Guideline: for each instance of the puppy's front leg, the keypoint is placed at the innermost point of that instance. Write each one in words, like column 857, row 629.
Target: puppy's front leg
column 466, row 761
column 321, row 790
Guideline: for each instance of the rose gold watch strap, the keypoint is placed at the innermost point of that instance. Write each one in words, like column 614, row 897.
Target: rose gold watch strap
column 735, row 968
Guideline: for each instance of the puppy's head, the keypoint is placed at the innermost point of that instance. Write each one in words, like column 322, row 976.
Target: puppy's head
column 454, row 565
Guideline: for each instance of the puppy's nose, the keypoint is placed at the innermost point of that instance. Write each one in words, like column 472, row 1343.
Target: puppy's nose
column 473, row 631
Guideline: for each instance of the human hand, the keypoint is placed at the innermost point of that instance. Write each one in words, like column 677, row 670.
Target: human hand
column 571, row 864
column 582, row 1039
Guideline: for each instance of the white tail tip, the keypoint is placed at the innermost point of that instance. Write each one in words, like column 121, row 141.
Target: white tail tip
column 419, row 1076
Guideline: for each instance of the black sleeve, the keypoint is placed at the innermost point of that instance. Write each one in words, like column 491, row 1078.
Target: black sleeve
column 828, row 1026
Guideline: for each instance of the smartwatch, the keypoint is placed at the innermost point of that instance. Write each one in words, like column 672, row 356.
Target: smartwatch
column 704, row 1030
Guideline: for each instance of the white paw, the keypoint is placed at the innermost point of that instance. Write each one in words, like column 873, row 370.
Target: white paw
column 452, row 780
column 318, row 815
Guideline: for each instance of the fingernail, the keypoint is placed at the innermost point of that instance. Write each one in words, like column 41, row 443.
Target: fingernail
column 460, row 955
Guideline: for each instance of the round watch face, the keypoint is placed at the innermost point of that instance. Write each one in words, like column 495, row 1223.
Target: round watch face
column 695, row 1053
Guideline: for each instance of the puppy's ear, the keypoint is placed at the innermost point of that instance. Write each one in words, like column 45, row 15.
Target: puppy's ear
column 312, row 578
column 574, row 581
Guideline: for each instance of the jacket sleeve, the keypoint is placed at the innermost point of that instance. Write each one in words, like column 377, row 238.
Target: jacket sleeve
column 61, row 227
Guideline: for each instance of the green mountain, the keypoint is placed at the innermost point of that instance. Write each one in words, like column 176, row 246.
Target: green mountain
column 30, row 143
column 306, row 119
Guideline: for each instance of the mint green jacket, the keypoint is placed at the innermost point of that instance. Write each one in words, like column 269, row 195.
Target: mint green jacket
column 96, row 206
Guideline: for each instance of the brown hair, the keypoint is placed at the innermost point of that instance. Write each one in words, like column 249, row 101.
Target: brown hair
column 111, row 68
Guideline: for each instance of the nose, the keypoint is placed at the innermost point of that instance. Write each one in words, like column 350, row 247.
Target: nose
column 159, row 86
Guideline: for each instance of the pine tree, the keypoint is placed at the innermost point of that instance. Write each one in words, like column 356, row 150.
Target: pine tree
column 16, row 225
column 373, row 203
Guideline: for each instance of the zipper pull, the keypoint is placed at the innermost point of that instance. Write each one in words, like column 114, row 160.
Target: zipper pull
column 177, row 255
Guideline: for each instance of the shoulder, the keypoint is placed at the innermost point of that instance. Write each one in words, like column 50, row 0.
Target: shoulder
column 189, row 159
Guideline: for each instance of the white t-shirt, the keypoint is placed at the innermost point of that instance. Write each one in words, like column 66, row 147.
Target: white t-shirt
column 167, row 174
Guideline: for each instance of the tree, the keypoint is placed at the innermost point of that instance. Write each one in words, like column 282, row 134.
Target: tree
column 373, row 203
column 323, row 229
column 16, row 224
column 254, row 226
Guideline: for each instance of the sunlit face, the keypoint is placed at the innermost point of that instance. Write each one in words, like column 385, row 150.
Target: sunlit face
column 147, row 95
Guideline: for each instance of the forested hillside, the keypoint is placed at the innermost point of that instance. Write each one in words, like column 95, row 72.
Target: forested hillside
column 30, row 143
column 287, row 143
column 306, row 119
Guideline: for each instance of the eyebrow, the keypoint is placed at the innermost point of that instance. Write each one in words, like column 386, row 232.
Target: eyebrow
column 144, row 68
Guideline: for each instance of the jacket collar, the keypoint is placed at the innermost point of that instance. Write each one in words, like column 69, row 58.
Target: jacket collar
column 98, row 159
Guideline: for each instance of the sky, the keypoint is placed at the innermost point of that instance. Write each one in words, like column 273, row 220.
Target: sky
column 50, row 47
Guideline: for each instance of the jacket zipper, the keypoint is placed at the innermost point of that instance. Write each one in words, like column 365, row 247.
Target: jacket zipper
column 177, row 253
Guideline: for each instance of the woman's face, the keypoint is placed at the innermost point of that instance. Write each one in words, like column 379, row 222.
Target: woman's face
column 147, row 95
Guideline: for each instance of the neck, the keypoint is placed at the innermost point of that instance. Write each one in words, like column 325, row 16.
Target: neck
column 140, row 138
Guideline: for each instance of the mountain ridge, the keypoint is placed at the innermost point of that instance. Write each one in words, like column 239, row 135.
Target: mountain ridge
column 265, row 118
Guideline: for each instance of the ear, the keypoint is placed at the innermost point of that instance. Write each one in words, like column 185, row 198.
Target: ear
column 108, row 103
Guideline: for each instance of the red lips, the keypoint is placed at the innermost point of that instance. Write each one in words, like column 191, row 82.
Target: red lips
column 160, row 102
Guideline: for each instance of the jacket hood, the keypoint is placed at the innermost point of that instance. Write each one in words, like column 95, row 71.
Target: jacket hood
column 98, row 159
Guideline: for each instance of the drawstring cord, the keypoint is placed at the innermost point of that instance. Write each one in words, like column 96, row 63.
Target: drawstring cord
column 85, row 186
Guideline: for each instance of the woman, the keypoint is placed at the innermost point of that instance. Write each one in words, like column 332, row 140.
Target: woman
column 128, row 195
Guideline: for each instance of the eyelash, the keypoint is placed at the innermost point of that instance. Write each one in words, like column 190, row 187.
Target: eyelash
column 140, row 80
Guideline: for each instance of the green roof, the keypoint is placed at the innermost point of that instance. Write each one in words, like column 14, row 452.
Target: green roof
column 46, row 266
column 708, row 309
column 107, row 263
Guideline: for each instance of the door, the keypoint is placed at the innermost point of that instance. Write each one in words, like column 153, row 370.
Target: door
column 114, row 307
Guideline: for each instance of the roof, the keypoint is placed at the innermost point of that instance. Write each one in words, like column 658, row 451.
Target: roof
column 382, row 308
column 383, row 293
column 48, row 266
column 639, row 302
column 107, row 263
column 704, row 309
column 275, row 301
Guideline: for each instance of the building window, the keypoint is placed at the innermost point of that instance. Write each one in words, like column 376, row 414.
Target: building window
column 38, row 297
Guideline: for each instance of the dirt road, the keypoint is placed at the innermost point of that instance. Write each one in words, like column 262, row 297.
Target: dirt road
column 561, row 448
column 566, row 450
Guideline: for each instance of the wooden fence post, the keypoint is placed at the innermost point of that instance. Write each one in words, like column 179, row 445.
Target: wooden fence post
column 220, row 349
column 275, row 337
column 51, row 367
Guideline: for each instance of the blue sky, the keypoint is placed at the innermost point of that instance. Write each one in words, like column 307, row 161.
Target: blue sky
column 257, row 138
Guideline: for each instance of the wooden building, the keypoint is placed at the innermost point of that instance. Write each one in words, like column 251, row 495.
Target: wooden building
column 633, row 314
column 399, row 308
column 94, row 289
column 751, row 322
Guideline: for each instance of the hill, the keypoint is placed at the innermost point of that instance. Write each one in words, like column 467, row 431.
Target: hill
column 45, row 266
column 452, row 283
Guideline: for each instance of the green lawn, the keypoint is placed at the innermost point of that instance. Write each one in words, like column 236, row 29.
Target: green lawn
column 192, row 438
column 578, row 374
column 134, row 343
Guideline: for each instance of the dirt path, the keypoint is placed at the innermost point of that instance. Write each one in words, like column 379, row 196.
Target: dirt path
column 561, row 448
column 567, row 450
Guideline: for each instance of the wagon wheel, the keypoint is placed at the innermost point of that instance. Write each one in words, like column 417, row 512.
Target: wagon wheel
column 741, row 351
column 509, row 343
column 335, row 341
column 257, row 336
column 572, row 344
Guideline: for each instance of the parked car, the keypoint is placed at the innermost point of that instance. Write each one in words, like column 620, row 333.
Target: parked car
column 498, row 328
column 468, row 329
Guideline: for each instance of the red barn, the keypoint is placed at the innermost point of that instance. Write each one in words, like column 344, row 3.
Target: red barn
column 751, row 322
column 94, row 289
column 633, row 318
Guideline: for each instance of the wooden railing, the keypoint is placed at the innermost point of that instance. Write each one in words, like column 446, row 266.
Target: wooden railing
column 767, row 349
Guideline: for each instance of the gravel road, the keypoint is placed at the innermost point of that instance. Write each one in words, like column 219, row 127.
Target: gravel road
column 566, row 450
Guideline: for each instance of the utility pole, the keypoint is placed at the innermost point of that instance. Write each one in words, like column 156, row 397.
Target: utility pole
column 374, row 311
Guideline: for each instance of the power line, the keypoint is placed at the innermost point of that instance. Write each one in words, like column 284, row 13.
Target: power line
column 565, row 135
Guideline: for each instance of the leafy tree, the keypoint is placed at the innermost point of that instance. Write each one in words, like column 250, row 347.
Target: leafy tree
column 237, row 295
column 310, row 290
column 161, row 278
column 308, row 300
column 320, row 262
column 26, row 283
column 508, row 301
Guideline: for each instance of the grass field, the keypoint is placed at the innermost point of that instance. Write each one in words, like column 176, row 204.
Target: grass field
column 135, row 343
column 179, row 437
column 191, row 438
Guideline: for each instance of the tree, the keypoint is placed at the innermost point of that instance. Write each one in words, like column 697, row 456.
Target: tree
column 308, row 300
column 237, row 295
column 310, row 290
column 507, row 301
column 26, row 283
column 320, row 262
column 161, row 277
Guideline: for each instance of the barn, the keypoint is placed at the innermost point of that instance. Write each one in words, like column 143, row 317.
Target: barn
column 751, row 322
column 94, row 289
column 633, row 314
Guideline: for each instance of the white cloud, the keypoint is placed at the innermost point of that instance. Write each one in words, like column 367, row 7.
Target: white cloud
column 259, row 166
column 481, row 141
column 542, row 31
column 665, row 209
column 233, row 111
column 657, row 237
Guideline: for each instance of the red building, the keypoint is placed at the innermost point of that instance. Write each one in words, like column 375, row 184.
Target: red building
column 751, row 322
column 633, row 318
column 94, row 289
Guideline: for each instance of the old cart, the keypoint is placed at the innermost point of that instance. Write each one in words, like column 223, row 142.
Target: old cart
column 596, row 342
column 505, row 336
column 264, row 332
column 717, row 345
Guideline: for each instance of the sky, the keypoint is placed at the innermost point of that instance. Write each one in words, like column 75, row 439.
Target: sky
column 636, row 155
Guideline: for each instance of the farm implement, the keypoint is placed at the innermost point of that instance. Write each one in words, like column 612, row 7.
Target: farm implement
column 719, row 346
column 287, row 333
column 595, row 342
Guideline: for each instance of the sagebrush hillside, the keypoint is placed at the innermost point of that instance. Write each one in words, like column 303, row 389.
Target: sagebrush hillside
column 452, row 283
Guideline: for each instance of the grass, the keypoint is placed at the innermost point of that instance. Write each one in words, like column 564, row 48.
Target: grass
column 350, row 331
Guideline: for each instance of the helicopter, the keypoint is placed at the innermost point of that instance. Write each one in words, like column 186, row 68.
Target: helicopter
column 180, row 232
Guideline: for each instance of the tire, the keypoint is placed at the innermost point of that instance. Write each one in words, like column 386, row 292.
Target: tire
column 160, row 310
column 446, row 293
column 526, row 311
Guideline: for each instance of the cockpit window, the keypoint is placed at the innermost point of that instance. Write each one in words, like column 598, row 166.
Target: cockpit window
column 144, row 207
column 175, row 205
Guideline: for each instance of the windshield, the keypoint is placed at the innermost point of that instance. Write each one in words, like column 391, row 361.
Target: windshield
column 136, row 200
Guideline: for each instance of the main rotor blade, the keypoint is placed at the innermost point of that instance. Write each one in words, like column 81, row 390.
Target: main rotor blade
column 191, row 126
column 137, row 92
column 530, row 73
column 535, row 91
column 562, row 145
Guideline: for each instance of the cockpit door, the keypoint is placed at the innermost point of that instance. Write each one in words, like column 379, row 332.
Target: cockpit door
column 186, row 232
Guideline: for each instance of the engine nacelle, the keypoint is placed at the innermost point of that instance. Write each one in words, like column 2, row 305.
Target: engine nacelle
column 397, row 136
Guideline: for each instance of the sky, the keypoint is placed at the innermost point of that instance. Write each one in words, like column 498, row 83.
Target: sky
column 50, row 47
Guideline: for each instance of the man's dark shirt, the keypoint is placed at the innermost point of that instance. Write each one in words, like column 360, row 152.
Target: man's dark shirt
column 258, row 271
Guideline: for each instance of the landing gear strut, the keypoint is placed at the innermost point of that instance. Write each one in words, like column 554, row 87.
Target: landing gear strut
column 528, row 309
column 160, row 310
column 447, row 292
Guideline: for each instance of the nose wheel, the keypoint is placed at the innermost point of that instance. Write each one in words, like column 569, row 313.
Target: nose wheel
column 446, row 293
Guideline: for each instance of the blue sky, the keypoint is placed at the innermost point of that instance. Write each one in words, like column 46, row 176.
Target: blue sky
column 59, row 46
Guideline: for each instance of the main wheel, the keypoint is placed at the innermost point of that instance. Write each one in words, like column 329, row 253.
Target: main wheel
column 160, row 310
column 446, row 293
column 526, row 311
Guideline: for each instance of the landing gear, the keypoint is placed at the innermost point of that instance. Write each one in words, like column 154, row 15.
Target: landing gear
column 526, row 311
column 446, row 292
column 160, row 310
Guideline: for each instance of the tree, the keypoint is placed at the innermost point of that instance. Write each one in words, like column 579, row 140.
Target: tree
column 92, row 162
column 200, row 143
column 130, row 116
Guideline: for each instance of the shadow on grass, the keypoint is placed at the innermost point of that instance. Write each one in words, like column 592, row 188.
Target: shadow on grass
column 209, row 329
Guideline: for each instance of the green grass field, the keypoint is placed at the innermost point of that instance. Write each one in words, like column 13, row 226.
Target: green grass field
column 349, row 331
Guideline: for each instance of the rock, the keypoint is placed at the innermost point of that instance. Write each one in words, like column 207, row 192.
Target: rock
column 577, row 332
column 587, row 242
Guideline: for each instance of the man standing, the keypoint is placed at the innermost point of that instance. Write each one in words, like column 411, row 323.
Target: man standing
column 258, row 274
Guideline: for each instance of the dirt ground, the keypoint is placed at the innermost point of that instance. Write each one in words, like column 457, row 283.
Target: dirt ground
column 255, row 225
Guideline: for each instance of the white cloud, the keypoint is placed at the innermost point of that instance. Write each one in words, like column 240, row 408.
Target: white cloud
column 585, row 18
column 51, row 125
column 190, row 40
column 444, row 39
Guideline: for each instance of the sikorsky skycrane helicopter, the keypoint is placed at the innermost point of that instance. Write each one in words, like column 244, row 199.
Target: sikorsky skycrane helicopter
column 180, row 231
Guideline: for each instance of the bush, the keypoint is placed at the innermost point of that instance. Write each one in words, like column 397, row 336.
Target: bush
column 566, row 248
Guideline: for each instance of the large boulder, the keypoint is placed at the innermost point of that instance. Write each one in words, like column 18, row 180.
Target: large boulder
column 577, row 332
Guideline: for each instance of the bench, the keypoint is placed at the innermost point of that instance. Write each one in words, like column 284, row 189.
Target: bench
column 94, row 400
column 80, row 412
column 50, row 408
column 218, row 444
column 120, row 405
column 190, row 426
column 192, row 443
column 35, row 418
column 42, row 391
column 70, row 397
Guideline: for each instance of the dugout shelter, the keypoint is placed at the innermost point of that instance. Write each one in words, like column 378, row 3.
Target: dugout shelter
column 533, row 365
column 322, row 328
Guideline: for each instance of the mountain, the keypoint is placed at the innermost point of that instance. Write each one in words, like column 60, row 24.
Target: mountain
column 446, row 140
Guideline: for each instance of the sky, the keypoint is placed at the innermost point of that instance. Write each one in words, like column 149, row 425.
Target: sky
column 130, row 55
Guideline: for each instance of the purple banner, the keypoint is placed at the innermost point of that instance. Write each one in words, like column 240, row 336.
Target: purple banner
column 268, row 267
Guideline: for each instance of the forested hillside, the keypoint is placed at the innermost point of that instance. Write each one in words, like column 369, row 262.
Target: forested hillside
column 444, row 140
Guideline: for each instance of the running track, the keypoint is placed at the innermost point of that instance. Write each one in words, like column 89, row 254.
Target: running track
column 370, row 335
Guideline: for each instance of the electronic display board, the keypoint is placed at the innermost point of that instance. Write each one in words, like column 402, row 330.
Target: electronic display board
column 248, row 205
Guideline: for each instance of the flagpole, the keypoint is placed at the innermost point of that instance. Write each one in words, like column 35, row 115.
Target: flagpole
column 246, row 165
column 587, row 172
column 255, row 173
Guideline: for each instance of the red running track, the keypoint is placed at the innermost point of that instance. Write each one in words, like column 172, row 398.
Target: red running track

__Request__
Copy the lines of the records word for word, starting at the line containing "46, row 176." and ending at the line containing "column 59, row 46".

__Problem solution__
Guideline: for each instance of the blue sky, the keypoint is placed at the innermost point of that instance. Write each one in words, like column 46, row 176.
Target: blue sky
column 59, row 46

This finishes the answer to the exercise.